**Texto**
────────────────
Viajando de Bicicleta – Argentina e Uruguai

Viajando de Bicicleta – Argentina e Uruguai

Eis a minha estréia no site Sair do Brasil. E não poderia ser de forma menos aventureira do que a minha melhor viagem realizada em 2013. Foram 17 dias viajando de Bicicleta entre a Argentina e o Uruguai, pedalando pelas estradas bem asfaltadas, sinalizadas e seguras desses dois belíssimos países.

Tudo começou numa mesa de bar, enquanto eu e meu parceiro de bicicleta, um senhor de 63 anos de idade, discutíamos sobre nosso desejo de pedalar pelas estradas do mundo. Em apenas 15 minutos de conversa, decidimos o destino e a data. Uma semana após nossa ideia inicial, as passagens já estavam compradas. Concordamos então, em explorar o Uruguai no mês de outubro, devido as condições climáticas mais amenas. Partiríamos de Buenos Aires, uma vez que as passagens aéreas tem valores mais econômicos e são mais acessíveis, desde a minha cidade Natal. De uma coisa  tinhamos certeza: nada de roteiros prontos ! Mas claro, pesquisas em sites de viagem foram realizadas para nortear nosso percurso.

Com o passaporte em mãos (e em dia!), sem a necessidade de visto (por serem países membros do Mercosul), tratamos de realizar imediatamente a única burocracia que sabíamos que seria exigida : a nota fiscal das nossas bicicletas ! Sem isso, corríamos o sério risco de nunca trazermos de volta nossa parceira e fiel escudeira.

Compramos a passagem avulsa, diretamente no site da companhia aérea, e providenciamos o Hotel em Buenos Aires, para nossa primeira noite de descanso após algumas horas de vôo(entre Natal, São Paulo e Buenos Aires). O único “contra-tempo” que tivemos durante todo o percurso, foi adaptar as mala-bikes nos carrinhos de bagagem dos aeroportos. Fora isso, tudo conspirou ao nosso favor !
────────────────
**Informações extraídas**
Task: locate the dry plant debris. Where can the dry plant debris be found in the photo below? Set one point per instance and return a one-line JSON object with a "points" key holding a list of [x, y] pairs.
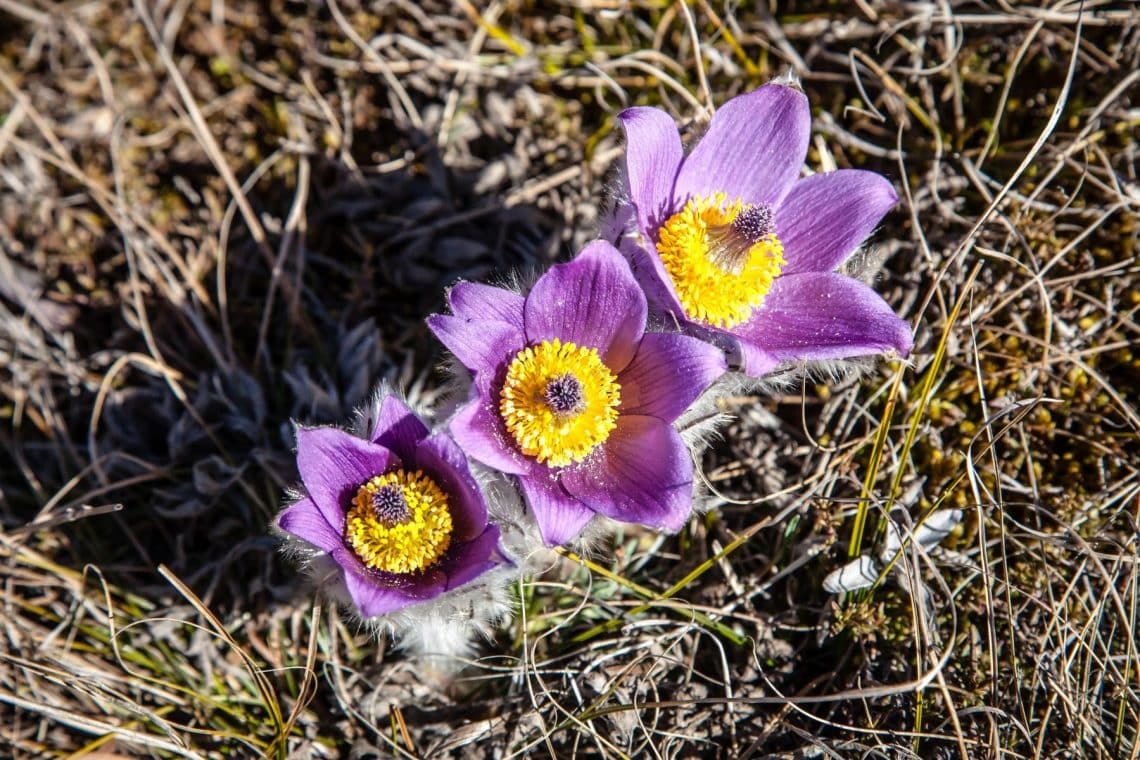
{"points": [[219, 217]]}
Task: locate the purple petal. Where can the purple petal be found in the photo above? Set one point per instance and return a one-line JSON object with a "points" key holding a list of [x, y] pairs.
{"points": [[642, 474], [654, 282], [483, 302], [479, 431], [397, 427], [667, 375], [560, 516], [333, 465], [480, 345], [471, 560], [825, 217], [652, 157], [592, 301], [824, 316], [304, 521], [752, 149], [442, 460], [754, 360], [376, 594]]}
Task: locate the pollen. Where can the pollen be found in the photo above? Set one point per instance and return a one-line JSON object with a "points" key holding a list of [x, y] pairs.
{"points": [[559, 401], [722, 258], [399, 522]]}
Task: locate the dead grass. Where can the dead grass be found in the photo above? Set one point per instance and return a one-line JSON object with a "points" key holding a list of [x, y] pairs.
{"points": [[218, 217]]}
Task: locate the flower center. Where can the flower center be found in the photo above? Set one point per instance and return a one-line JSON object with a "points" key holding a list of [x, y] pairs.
{"points": [[722, 258], [399, 522], [559, 401]]}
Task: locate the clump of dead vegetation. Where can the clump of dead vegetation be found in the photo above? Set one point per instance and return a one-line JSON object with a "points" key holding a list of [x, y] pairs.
{"points": [[219, 217]]}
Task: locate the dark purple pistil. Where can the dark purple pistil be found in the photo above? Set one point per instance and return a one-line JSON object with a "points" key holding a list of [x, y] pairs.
{"points": [[563, 394], [390, 506], [730, 244]]}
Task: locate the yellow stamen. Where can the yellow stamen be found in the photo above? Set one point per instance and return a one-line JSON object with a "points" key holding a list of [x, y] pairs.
{"points": [[714, 287], [559, 401], [405, 539]]}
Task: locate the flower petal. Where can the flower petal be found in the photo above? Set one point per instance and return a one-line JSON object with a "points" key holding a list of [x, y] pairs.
{"points": [[754, 360], [653, 155], [397, 427], [560, 516], [472, 558], [333, 465], [827, 217], [479, 431], [752, 149], [824, 316], [376, 594], [642, 474], [592, 301], [486, 302], [480, 345], [667, 375], [304, 521], [648, 270], [442, 460]]}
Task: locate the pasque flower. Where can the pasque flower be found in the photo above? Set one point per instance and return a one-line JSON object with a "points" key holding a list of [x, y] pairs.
{"points": [[398, 513], [730, 242], [572, 397]]}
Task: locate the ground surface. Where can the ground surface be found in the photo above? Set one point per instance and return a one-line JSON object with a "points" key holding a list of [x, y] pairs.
{"points": [[219, 217]]}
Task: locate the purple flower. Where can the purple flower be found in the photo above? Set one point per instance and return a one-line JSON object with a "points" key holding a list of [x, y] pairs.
{"points": [[730, 242], [399, 514], [575, 398]]}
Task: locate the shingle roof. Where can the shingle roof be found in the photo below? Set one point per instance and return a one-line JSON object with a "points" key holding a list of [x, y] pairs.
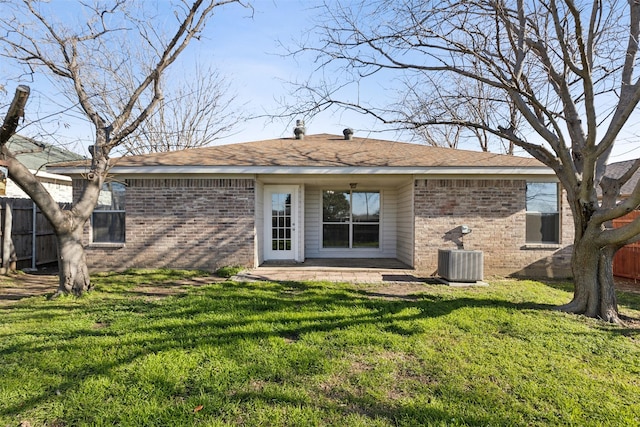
{"points": [[36, 155], [324, 150]]}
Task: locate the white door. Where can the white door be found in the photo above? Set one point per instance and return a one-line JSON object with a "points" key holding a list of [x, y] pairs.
{"points": [[281, 222]]}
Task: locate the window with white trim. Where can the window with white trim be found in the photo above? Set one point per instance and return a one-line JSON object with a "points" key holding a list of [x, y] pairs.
{"points": [[107, 220], [350, 219], [543, 212]]}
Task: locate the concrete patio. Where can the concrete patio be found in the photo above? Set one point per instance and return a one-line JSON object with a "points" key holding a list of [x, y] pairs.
{"points": [[338, 270]]}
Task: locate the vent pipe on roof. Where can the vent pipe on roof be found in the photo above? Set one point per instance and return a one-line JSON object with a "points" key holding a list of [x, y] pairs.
{"points": [[299, 130]]}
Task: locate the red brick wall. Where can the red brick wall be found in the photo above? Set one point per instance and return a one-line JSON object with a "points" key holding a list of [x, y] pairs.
{"points": [[183, 223], [495, 211]]}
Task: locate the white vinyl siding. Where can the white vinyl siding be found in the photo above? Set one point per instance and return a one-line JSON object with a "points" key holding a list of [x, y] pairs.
{"points": [[313, 221], [405, 224]]}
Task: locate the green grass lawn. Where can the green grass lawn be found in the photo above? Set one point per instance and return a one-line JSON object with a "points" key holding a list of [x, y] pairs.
{"points": [[298, 354]]}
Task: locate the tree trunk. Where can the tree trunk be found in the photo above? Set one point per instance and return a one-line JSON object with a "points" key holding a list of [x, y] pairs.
{"points": [[594, 294], [72, 263]]}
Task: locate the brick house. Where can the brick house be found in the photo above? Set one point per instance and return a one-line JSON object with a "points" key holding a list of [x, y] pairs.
{"points": [[327, 196]]}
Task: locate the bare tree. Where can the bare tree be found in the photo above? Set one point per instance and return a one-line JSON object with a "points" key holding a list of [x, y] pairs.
{"points": [[570, 69], [90, 60], [194, 113]]}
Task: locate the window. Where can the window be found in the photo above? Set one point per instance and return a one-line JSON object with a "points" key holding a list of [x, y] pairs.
{"points": [[350, 219], [108, 217], [543, 218]]}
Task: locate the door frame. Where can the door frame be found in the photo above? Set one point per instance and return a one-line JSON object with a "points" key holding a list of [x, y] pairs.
{"points": [[297, 224]]}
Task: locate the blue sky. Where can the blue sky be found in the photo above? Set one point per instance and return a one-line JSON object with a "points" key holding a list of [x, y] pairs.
{"points": [[245, 47]]}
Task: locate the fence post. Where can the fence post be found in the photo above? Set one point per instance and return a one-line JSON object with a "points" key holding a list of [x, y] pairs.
{"points": [[34, 237], [8, 249]]}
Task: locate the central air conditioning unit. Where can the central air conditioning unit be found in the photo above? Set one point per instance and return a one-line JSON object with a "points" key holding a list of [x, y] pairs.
{"points": [[460, 265]]}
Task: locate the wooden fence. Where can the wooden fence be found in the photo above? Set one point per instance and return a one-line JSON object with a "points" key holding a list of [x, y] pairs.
{"points": [[28, 239], [626, 262]]}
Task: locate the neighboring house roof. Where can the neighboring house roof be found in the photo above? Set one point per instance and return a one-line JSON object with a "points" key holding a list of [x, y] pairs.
{"points": [[36, 155], [616, 170], [313, 154]]}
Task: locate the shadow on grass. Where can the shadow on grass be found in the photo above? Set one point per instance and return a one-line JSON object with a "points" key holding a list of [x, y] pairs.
{"points": [[223, 315]]}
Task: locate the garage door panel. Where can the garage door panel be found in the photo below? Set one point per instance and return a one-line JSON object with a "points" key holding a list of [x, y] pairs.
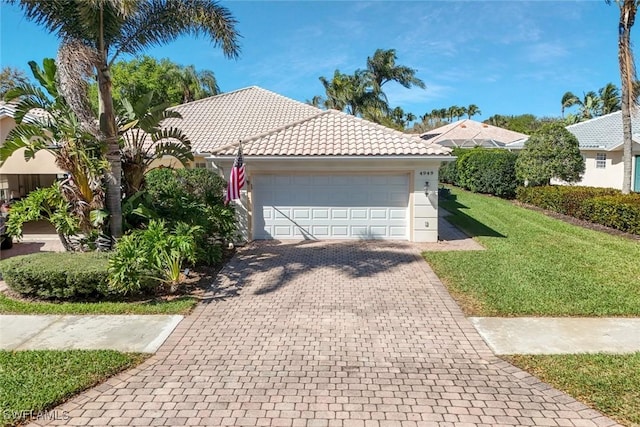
{"points": [[330, 207]]}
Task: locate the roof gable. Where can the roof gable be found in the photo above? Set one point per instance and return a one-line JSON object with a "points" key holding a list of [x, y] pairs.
{"points": [[334, 133], [228, 118], [604, 132], [469, 133]]}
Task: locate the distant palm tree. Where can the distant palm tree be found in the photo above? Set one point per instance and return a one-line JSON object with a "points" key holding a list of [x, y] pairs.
{"points": [[146, 140], [628, 9], [568, 100], [195, 84], [610, 98], [382, 68], [590, 105], [94, 33], [473, 110]]}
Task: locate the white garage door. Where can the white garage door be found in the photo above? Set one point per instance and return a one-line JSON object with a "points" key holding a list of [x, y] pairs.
{"points": [[330, 206]]}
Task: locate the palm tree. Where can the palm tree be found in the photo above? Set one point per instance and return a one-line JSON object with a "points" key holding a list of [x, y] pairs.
{"points": [[351, 93], [195, 84], [94, 33], [568, 100], [590, 105], [59, 131], [473, 110], [628, 9], [382, 68], [145, 140], [610, 98]]}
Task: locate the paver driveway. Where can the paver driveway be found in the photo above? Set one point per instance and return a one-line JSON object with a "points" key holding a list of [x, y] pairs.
{"points": [[327, 334]]}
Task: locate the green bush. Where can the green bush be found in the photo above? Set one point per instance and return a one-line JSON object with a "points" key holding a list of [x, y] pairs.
{"points": [[448, 171], [488, 171], [190, 196], [63, 276], [150, 257], [605, 206], [563, 199], [621, 212]]}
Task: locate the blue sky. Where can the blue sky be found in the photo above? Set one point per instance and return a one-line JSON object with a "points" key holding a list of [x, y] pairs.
{"points": [[508, 57]]}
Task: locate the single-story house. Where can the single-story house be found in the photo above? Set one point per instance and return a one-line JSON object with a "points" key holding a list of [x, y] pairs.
{"points": [[468, 133], [601, 144], [18, 176], [316, 174], [311, 173]]}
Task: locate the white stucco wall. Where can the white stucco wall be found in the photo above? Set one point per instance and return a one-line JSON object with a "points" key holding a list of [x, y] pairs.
{"points": [[423, 207]]}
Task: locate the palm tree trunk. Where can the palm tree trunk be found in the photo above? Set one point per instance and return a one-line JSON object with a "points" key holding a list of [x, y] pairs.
{"points": [[110, 135], [627, 74]]}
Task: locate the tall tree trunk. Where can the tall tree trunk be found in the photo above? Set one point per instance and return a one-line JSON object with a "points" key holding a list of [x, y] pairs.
{"points": [[110, 133], [627, 74]]}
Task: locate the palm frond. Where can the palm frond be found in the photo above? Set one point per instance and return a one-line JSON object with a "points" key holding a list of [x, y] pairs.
{"points": [[29, 136], [158, 22]]}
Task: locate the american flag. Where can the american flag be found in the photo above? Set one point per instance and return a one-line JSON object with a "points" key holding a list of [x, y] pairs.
{"points": [[236, 178]]}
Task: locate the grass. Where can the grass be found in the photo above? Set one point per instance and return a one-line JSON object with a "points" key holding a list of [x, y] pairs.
{"points": [[182, 305], [608, 383], [536, 265], [32, 382]]}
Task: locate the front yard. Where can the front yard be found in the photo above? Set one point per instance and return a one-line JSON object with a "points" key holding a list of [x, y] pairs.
{"points": [[33, 382], [535, 265]]}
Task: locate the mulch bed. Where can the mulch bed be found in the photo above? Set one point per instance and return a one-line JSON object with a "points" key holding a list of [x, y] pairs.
{"points": [[579, 222]]}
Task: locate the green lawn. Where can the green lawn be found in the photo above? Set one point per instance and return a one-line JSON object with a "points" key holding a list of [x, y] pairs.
{"points": [[536, 265], [182, 305], [608, 383], [32, 382]]}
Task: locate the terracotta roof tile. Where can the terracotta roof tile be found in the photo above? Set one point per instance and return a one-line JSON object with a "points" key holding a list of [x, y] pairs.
{"points": [[227, 118], [333, 133], [469, 133]]}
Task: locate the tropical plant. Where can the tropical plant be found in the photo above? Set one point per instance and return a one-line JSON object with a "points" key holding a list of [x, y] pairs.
{"points": [[552, 152], [145, 140], [473, 110], [628, 9], [45, 204], [609, 98], [11, 77], [59, 131], [195, 84], [382, 69], [152, 256], [590, 105], [95, 33]]}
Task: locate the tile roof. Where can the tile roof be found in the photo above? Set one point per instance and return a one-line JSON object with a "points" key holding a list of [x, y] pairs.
{"points": [[334, 133], [604, 132], [227, 118], [469, 133]]}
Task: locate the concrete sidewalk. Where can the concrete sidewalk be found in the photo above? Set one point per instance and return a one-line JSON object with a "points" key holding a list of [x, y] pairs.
{"points": [[567, 335], [129, 333]]}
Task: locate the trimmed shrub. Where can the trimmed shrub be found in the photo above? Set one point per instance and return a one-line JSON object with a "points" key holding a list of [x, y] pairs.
{"points": [[63, 276], [605, 206], [488, 171], [561, 198], [191, 196], [621, 212]]}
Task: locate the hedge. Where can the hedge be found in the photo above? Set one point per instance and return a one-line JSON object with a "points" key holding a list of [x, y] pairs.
{"points": [[62, 276], [490, 171], [621, 212], [605, 206]]}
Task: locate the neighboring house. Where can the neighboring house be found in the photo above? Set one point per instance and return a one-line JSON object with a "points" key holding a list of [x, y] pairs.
{"points": [[18, 176], [314, 174], [469, 134], [601, 146]]}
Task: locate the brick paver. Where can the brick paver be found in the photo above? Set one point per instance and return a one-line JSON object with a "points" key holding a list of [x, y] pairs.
{"points": [[326, 334]]}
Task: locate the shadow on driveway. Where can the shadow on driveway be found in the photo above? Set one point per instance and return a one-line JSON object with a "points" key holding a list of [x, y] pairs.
{"points": [[284, 262]]}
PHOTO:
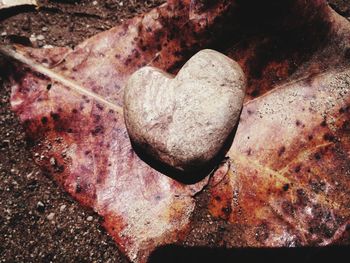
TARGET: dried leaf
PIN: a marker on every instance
(287, 179)
(11, 3)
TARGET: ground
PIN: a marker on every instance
(39, 222)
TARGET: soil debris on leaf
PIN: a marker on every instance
(320, 133)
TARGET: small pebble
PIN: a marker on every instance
(40, 37)
(51, 216)
(62, 208)
(53, 161)
(40, 207)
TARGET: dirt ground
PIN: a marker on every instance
(39, 222)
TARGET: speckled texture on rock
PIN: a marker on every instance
(185, 121)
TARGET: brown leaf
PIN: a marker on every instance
(11, 3)
(287, 179)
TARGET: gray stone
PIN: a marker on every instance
(184, 121)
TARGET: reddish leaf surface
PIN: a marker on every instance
(287, 178)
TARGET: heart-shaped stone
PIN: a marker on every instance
(184, 121)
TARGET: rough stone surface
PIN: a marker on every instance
(184, 121)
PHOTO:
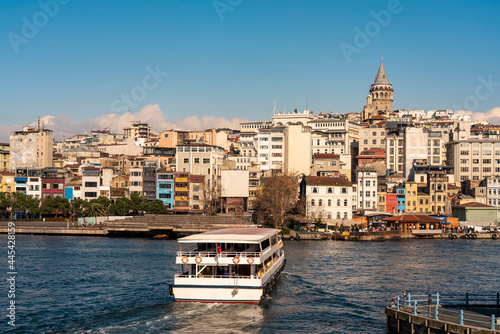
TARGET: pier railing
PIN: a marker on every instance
(431, 306)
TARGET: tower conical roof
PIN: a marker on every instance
(381, 78)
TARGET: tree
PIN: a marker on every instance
(25, 204)
(55, 205)
(5, 203)
(277, 198)
(211, 195)
(120, 207)
(94, 209)
(77, 207)
(138, 203)
(157, 206)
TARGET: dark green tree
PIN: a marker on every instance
(157, 206)
(138, 204)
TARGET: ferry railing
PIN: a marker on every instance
(218, 276)
(430, 306)
(214, 254)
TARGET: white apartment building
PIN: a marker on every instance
(91, 183)
(328, 197)
(371, 137)
(199, 159)
(493, 190)
(474, 159)
(367, 189)
(31, 147)
(270, 148)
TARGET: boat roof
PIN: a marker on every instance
(237, 235)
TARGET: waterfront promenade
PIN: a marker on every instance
(434, 314)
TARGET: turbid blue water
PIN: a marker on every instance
(104, 285)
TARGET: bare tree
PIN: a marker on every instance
(278, 196)
(211, 193)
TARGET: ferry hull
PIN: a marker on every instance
(250, 292)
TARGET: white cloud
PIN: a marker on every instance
(65, 126)
(492, 115)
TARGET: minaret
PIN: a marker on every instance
(381, 91)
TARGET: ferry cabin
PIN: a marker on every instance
(230, 265)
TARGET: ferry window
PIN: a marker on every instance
(265, 244)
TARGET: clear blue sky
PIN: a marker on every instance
(90, 52)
────────────────
**Tarefa a realizar**
Escreva a continuação do relato sobre a viagem de bicicleta pela Argentina e pelo Uruguai, começando logo depois da última frase apresentada.

**Resultado do exercício**
Já em Buenos Aires, montamos nossas bicicletas no saguão do Hotel e partimos cidade à dentro, no intuito de explorar os famosos bairros de San Telmo, Puerto Madero e Retiro. Em Puerto Madero, fiz um dos meus passeios mais agradáveis. Nos primeiros minutos de pedalada, pude observar o quanto os argentinos são prudentes e educados no que diz respeito ao trânsito de ciclistas. Mesmo circulando em uma capital, num dos bairros mais movimentados quanto ao tráfego de automóveis, tive a preferência na pista, em 100% dos casos. Nada me fez lembrar a grande São Paulo!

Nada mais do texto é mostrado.